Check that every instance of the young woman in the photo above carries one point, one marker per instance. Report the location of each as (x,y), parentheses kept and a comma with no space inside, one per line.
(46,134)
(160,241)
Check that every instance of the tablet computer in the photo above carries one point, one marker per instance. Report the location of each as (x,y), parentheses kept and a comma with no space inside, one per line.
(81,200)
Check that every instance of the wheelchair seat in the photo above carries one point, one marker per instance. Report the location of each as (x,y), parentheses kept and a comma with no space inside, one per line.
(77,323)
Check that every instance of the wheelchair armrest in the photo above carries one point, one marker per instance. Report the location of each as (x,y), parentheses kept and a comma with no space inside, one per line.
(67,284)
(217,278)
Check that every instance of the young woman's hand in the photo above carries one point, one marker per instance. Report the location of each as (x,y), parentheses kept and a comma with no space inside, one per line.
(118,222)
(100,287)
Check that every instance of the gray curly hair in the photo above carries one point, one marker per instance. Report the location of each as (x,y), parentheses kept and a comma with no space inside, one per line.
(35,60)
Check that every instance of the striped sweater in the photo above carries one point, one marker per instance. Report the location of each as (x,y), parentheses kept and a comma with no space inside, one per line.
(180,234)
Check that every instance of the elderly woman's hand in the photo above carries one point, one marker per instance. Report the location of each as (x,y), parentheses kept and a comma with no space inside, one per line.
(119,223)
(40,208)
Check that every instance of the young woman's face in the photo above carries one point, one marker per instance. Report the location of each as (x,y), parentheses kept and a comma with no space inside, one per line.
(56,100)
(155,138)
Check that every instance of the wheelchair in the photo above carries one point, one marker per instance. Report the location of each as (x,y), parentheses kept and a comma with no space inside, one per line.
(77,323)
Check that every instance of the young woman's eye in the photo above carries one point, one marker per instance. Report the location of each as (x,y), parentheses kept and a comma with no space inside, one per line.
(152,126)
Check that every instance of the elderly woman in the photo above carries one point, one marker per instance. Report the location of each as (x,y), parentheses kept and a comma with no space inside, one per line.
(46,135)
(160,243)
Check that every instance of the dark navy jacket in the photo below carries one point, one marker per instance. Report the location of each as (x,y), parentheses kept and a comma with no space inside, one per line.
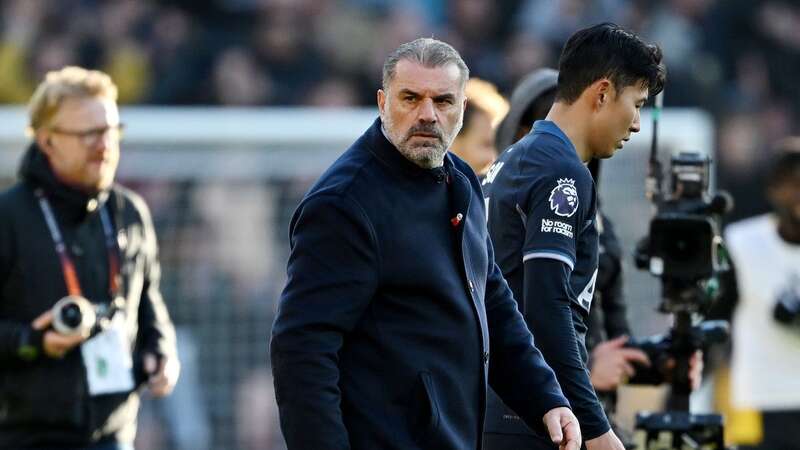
(392,307)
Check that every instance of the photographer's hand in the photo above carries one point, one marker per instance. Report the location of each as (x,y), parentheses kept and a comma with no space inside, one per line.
(163,374)
(54,344)
(612,363)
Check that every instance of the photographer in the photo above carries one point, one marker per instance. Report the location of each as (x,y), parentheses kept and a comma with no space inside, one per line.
(763,299)
(69,375)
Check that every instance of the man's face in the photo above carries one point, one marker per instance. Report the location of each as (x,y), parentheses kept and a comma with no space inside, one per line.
(785,197)
(422,110)
(82,143)
(475,144)
(617,118)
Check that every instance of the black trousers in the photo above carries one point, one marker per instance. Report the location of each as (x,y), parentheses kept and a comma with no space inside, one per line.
(498,441)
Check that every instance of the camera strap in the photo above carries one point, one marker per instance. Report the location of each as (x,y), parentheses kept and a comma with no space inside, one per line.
(67,266)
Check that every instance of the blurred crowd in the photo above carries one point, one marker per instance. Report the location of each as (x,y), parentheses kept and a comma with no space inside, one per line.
(735,58)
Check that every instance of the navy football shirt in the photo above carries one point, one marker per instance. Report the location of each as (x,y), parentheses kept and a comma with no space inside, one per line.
(541,206)
(541,203)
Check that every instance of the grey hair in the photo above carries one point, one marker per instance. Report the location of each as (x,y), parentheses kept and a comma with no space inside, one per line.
(428,52)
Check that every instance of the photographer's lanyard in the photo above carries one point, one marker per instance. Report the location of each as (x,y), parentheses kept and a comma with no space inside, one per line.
(67,266)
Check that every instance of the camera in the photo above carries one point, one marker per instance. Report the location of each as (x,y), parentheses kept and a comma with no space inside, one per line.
(787,308)
(73,315)
(684,243)
(76,315)
(685,250)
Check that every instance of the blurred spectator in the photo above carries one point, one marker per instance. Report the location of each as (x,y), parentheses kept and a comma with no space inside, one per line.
(239,80)
(485,109)
(764,302)
(723,56)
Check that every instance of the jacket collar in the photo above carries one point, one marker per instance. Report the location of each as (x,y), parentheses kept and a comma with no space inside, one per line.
(71,204)
(391,157)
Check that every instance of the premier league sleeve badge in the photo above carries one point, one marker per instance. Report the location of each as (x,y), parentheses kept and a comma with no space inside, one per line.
(564,198)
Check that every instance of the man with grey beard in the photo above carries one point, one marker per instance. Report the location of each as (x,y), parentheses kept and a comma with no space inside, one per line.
(395,316)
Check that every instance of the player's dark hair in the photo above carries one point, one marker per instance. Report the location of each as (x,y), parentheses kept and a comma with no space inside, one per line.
(608,51)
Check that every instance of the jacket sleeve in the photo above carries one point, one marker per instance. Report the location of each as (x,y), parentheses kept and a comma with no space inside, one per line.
(156,331)
(12,333)
(549,315)
(517,371)
(332,274)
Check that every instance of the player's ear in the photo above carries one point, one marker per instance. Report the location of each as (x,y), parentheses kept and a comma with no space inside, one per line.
(381,97)
(602,90)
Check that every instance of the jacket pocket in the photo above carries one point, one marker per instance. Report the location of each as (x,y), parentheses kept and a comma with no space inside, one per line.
(427,411)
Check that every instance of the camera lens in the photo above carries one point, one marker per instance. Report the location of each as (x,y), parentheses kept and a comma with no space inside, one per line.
(71,315)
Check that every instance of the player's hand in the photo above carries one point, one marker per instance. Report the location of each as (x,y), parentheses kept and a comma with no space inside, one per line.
(55,344)
(612,363)
(163,373)
(563,428)
(608,441)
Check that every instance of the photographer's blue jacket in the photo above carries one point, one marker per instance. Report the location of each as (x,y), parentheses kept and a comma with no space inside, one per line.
(395,316)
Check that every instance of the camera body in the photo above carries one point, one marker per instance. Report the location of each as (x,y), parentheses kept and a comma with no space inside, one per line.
(787,308)
(74,315)
(684,244)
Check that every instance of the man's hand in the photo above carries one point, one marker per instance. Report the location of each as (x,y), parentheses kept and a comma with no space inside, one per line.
(162,374)
(55,344)
(563,428)
(612,363)
(608,441)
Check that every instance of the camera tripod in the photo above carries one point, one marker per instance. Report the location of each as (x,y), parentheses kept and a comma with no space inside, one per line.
(677,428)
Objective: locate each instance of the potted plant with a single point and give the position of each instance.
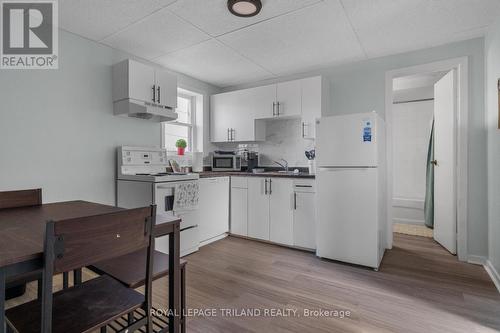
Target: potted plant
(181, 145)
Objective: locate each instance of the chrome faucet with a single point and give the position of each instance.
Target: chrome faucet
(284, 165)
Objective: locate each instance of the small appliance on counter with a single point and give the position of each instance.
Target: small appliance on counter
(197, 161)
(249, 156)
(252, 160)
(226, 161)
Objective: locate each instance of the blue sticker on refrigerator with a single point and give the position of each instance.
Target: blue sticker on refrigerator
(367, 131)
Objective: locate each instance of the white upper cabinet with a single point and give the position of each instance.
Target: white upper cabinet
(312, 104)
(288, 97)
(137, 81)
(133, 80)
(238, 115)
(233, 118)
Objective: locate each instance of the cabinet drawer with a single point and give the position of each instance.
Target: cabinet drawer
(304, 185)
(239, 182)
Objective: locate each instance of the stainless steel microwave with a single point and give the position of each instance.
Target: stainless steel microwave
(226, 163)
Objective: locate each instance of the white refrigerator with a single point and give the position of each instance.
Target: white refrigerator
(351, 189)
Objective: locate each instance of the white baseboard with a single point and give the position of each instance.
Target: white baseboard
(214, 239)
(477, 260)
(493, 274)
(400, 220)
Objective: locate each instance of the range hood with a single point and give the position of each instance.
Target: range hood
(144, 110)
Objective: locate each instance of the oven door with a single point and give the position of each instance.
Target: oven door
(164, 200)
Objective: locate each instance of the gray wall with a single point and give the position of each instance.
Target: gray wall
(360, 87)
(58, 131)
(492, 52)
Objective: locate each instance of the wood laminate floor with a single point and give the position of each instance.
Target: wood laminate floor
(419, 288)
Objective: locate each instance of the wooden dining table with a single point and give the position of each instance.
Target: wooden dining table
(22, 234)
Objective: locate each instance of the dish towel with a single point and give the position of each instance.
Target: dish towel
(186, 196)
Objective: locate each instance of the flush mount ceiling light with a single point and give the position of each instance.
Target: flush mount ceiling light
(244, 8)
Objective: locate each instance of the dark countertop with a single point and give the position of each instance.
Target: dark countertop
(210, 174)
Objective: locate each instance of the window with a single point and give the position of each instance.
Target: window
(182, 128)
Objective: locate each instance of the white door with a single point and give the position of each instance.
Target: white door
(258, 101)
(166, 85)
(445, 217)
(281, 210)
(304, 217)
(311, 105)
(288, 97)
(141, 82)
(258, 208)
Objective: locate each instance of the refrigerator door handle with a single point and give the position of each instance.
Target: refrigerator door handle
(332, 169)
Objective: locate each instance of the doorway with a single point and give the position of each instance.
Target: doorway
(427, 148)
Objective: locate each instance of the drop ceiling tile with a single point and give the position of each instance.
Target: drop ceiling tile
(213, 17)
(309, 38)
(97, 19)
(393, 26)
(158, 34)
(214, 63)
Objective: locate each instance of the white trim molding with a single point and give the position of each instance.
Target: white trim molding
(493, 273)
(462, 117)
(477, 260)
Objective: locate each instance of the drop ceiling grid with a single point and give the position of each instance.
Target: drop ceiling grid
(319, 34)
(288, 36)
(211, 61)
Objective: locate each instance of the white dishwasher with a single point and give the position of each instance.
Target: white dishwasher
(213, 209)
(304, 214)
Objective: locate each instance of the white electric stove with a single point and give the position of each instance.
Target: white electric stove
(142, 180)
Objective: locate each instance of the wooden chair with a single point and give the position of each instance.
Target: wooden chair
(79, 242)
(16, 286)
(129, 270)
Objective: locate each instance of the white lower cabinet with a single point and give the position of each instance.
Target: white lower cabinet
(281, 210)
(213, 209)
(239, 206)
(258, 208)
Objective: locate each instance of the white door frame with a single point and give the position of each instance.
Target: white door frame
(462, 123)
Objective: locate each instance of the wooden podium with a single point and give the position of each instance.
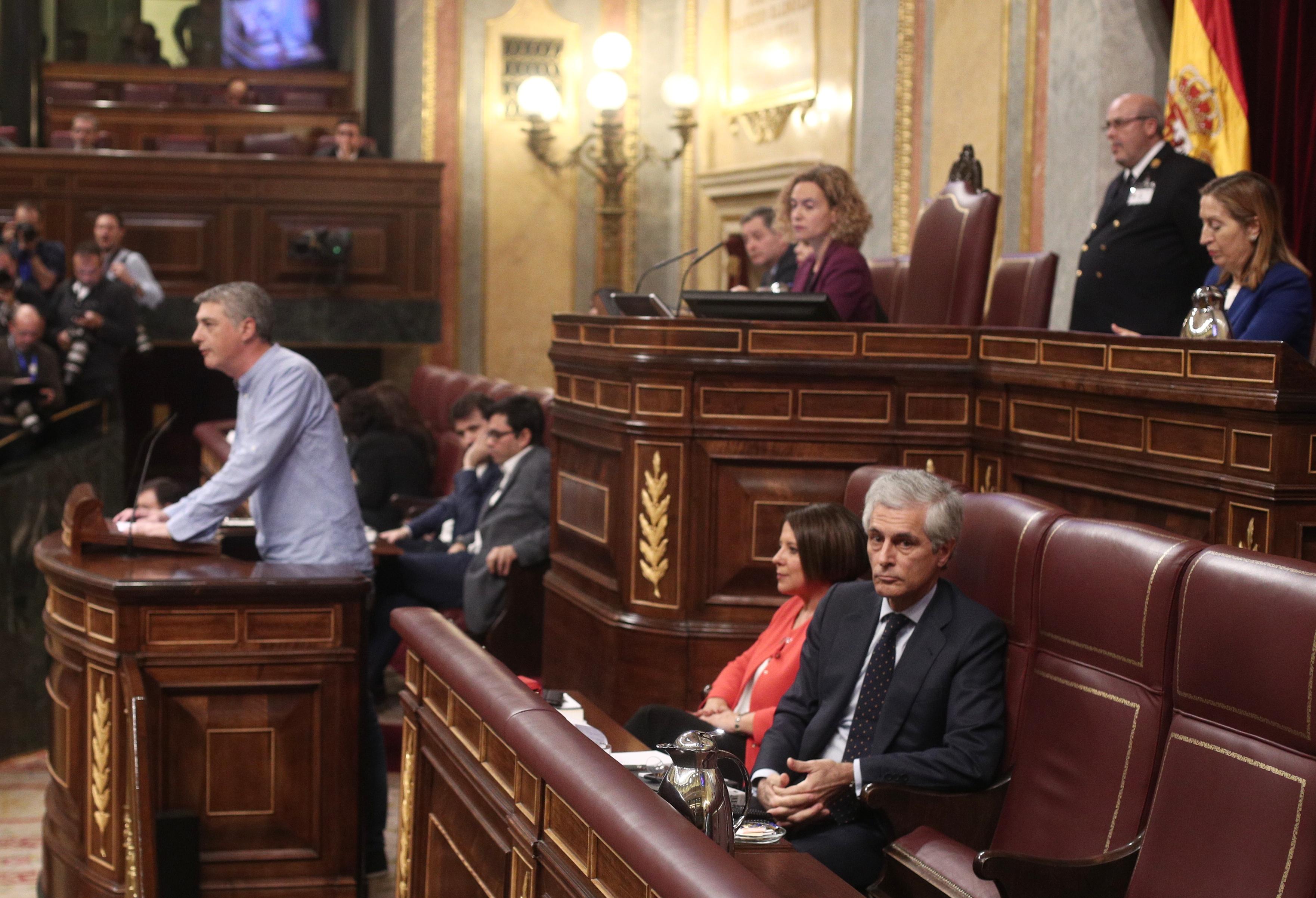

● ● ● ● ● ● ●

The range runs from the line with "Target: stainless steel microwave" up to and including the line with "Objective: locate each instance of the range" in the listing above; please write out exactly those lines and nothing more.

--- SOLUTION ---
Target: stainless steel microwave
(226, 163)
Objective: locate each instance of the white refrigerator with a single point and give the position of each instance.
Target: white refrigerator
(351, 189)
Objective: locate each instance of the white baseboard with a single point and give the position of each instance.
Target: white baseboard
(214, 239)
(477, 260)
(493, 274)
(400, 220)
Objective: locate each instance of the range hood with a single point and give the position of each instance.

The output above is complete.